____ Text for analysis

ACL Reconstruction procedure - Mr Nigel Willis

Introduction

This information, compiled by Nigel Willis, is designed to ensure that you understand what is involved with your upcoming ACL reconstruction surgery and what to expect before, during and after the procedure. Understanding and following these instructions is paramount in order to maximise the benefits of surgery. Mr Willis, physiotherapists and nurses will help further educate you on all matters relating to the procedure. 

There are potential complications that may occur during or after ACL reconstruction surgery, however Mr Willis will inform you about these prior to you agreeing to undergo the procedure. Being an elective procedure means that you can choose not to have it performed if you are not willing to accept the risks involved. Rather than undergoing surgery, you may choose to continue with conservative (non-operative) treatment of your condition.

  • What is ACL reconstruction?

    ACL reconstruction surgery

    ACL reconstruction surgery involves replacing the ligament in the centre of your knee with a new ligament. The anterior cruciate ligament (ACL) keeps your shin bone (tibia) in place. A tear of this ligament can cause your knee to give way during physical activity.
    ACL tears are not usually repaired using suture to sew it back together because repaired ACLs have generally been shown to fail over time. Therefore, the torn ACL is generally replaced by a substitute graft made of tendon. The grafts commonly used to replace the ACL include:

    1. • Patellar tendon autograft (autograft comes from the patient)
    2. • Hamstring tendon autograft
    3. • Quadriceps tendon autograft
    4. • Allograft (taken from a cadaver) patellar tendon, Achilles tendon, semitendinosus, gracilis, or posterior tibialis tendon

     

    The goal of the ACL reconstruction surgery is to prevent instability and restore the function of the torn ligament, creating a stable knee. This allows the patient to return to sports. There are certain factors that the patient must consider when deciding for or against ACL surgery.

    Why the procedure is performed

    One of the most common knee injuries is an ACL sprain or tear. We know that not treating a torn ACL can lead to tissue damage and early arthritis. ACL reconstruction may be recommended for these knee problems:

    1. • Knee that gives way or feels unstable during daily activities
    2. • Knee pain
    3. • Inability to continue playing sports or other activities, especially ones with cutting or pivoting
    4. • Other ligaments are also injured

     

  • What happens prior to surgery?

________
____ Given entries

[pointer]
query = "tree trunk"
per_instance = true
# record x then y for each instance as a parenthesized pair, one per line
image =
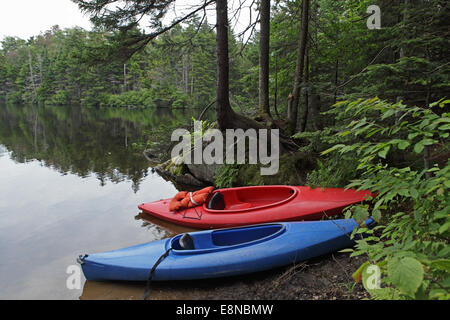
(293, 110)
(336, 78)
(275, 92)
(30, 61)
(304, 116)
(224, 112)
(125, 78)
(264, 43)
(314, 107)
(398, 114)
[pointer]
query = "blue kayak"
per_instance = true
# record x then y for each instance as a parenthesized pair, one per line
(222, 252)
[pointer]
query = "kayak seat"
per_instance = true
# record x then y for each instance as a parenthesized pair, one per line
(186, 242)
(217, 202)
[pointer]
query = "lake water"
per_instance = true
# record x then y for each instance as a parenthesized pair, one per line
(70, 183)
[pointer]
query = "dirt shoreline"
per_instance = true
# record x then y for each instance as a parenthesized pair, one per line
(325, 278)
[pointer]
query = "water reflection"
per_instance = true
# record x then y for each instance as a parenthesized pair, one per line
(70, 183)
(83, 141)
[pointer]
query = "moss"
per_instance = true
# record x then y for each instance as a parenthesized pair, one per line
(292, 171)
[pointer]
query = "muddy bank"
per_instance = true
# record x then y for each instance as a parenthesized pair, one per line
(324, 278)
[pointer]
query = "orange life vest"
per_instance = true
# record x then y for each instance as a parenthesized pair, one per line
(185, 199)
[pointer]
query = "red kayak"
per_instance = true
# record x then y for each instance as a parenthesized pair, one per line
(260, 204)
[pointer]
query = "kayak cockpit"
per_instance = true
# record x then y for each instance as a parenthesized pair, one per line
(227, 238)
(244, 199)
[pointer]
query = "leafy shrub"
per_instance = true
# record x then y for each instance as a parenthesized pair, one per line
(410, 246)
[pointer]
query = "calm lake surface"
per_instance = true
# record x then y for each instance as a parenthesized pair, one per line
(70, 183)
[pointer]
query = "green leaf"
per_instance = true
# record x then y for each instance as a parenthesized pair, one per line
(384, 152)
(406, 274)
(402, 145)
(444, 227)
(441, 264)
(418, 148)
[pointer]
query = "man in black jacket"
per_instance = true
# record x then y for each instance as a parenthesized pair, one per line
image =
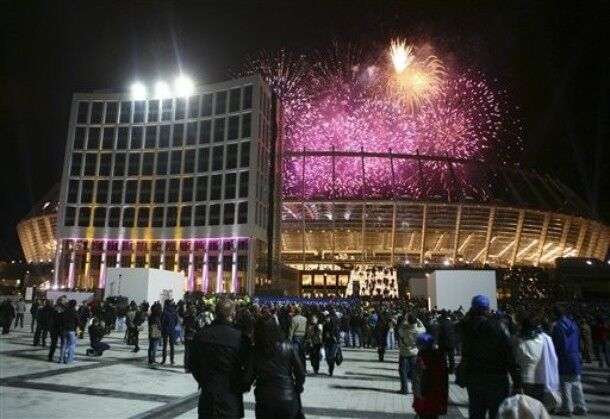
(489, 357)
(217, 363)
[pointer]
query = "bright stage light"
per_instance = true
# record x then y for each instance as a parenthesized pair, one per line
(162, 90)
(138, 91)
(183, 86)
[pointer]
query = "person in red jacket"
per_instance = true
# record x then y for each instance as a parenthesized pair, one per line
(430, 379)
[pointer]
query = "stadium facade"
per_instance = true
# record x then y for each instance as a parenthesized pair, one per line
(194, 184)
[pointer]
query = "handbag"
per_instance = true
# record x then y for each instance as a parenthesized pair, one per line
(338, 356)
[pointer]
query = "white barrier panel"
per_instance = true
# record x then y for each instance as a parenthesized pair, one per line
(450, 289)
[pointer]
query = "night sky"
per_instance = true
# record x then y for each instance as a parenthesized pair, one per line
(552, 57)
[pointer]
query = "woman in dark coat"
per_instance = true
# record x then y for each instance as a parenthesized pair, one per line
(278, 373)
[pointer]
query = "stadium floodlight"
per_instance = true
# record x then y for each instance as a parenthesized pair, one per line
(138, 91)
(183, 86)
(162, 90)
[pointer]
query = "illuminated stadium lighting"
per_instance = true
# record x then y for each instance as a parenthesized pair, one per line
(162, 90)
(138, 91)
(183, 86)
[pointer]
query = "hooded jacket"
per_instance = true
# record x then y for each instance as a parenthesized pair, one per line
(566, 338)
(408, 334)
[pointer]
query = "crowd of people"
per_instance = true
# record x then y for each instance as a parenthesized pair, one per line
(231, 345)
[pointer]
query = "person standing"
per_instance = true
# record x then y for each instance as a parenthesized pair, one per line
(44, 316)
(69, 323)
(314, 339)
(296, 333)
(330, 338)
(34, 313)
(278, 373)
(8, 314)
(566, 338)
(169, 320)
(20, 310)
(154, 333)
(488, 357)
(409, 330)
(55, 326)
(218, 363)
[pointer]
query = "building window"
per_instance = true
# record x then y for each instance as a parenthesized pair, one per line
(99, 217)
(93, 142)
(145, 191)
(136, 137)
(111, 112)
(72, 191)
(178, 137)
(164, 136)
(193, 107)
(246, 125)
(158, 217)
(168, 109)
(205, 131)
(202, 188)
(230, 185)
(70, 216)
(243, 184)
(185, 216)
(233, 133)
(229, 214)
(248, 97)
(128, 216)
(151, 137)
(97, 109)
(221, 103)
(143, 214)
(116, 195)
(108, 138)
(90, 164)
(139, 109)
(214, 215)
(148, 164)
(131, 191)
(119, 164)
(172, 214)
(125, 116)
(79, 138)
(77, 162)
(234, 99)
(160, 185)
(176, 162)
(83, 111)
(242, 213)
(206, 105)
(122, 139)
(133, 164)
(216, 187)
(153, 111)
(101, 194)
(162, 163)
(200, 215)
(191, 133)
(189, 161)
(173, 190)
(219, 130)
(187, 189)
(84, 214)
(114, 217)
(180, 108)
(86, 192)
(217, 158)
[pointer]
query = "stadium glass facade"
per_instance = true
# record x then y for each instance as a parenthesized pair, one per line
(179, 183)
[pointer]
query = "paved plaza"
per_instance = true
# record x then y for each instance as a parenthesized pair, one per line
(120, 385)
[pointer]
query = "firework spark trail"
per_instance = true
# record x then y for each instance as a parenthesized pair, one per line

________

-- Exercise tasks --
a. Could you copy, word for word, everything in the ACL reconstruction page from "This information, compiled" down to "to the procedure."?
b. Can you continue the ACL reconstruction page, starting right after its final heading?

-- Responses in order --
a.
This information, compiled by Nigel Willis, is designed to ensure that you understand what is involved with your upcoming ACL reconstruction surgery and what to expect before, during and after the procedure. Understanding and following these instructions is paramount in order to maximise the benefits of surgery. Mr Willis, physiotherapists and nurses will help further educate you on all matters relating to the procedure.

b.
    Before surgery, Nigel Willis will ask you about your general health, medication and any allergies prior to surgery, to ensure that you are fit for the procedure. You can continue to take all of your regular medication, such as pills for high blood pressure, diabetes or heart problems.

    If you take Asprin, you must stop taking it one week prior to surgery.

    It is important that you immediately report any infections, particularly relating to skin, urine and teeth.

    Most patients will be admitted to hospital the day of surgery. Hospital staff will look after your clothes and toiletries whilst you are in surgery. Any valuables should be left with family, a partner or friend.

    It is important that you pre-arrange added home assistance before the procedure is performed.

    You should also arrange transport from the hospital back to your home. You will have the opportunity to ask questions prior to the procedure being performed.

  • The surgical procedure

    The majority of surgeons perform this surgery using an arthroscope, a small fiber-optic TV camera that is used to see and operate inside the joint. Only small incisions are needed during arthroscopy for this procedure. The operation doesn't require the surgeon to open the knee joint.

    Before surgery you will be placed under either general anesthesia, or a type of spinal anesthesia. The surgeon begins the operation by making two small incisions in the knee, called portals. These portals are where the arthroscope and surgical tools are placed into the knee. Care is taken to protect the nearby nerves and blood vessels.

    A small incision is also made below the patella. Working through this incision, the surgeon takes out the middle section of the patellar tendon, along with the bone attachments on each end. The bone plugs are rounded and smoothed. Holes are drilled in each bone plug to place sutures (strong stitches) that will pull the graft into place.

    Next, the surgeon prepares the knee to place the graft. The remnants of the original ligament are removed. The intercondylar notch (the deep fossa between the femoral condyles in which the cruciate ligaments are attached) is enlarged so that nothing will rub on the graft. This part of the surgery is referred to as a notchplasty.

    Once this is done, holes are drilled in the tibia and the femur to place the graft. These holes are placed so that the graft will run between the tibia and femur in the same direction as the original ACL.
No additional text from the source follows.